### PROBLEM
Restate the data below word for word. Skip any images it contains.

### Segmentation dataset records

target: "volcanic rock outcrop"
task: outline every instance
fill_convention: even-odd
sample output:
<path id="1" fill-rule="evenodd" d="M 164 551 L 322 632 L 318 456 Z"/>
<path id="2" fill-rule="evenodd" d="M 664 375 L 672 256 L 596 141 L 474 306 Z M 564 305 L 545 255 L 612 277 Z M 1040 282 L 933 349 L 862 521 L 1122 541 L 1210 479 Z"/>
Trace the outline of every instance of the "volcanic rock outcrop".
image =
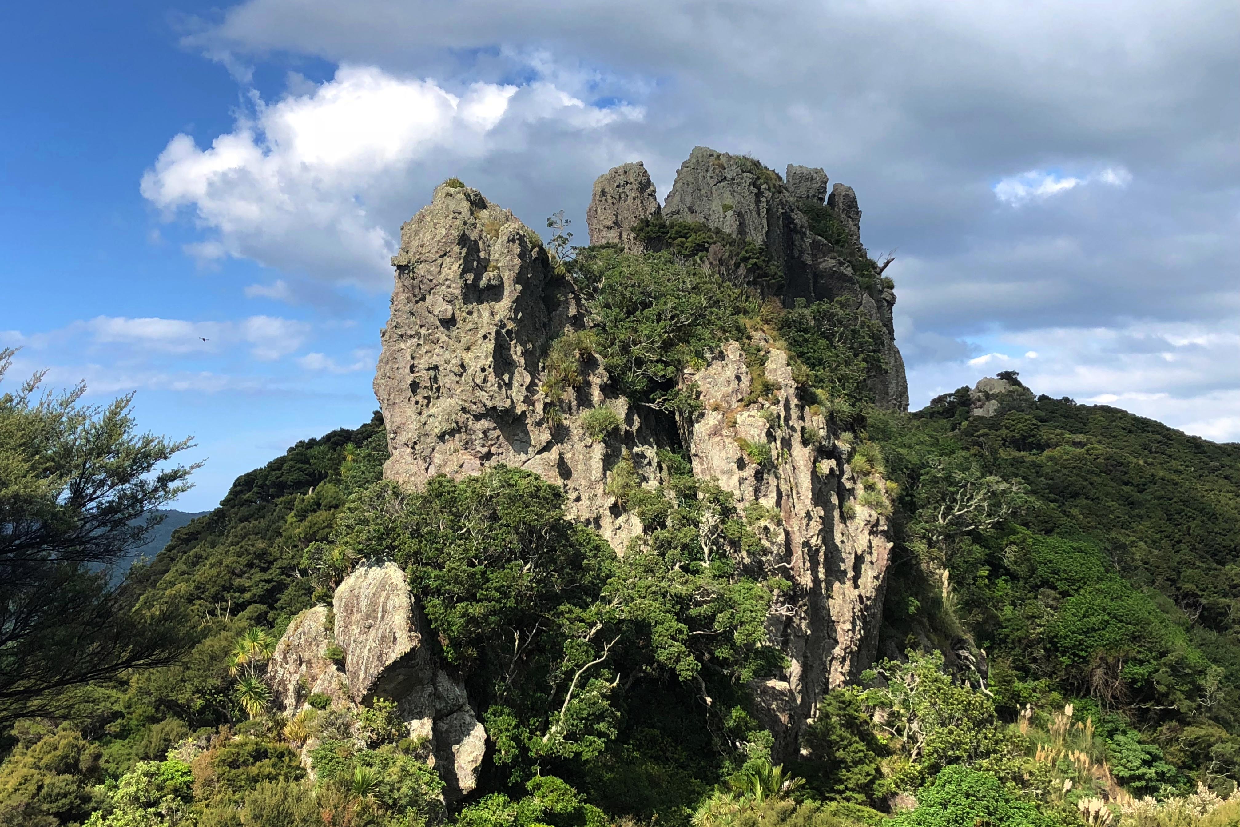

### EXERCISE SOLUTION
target: "volcanic rock outcrop"
task: outline every instance
fill_convention: even-odd
sample output:
<path id="1" fill-rule="evenodd" d="M 164 551 L 322 632 L 318 456 Z"/>
<path id="2" fill-rule="evenodd" d="M 664 375 L 672 256 L 596 141 L 474 306 Z M 564 305 L 545 255 L 612 277 Z M 1040 282 L 933 349 L 862 521 L 1122 541 L 1210 479 Z"/>
Trace the outline of every instance of the "volcanic rock outcrop".
image =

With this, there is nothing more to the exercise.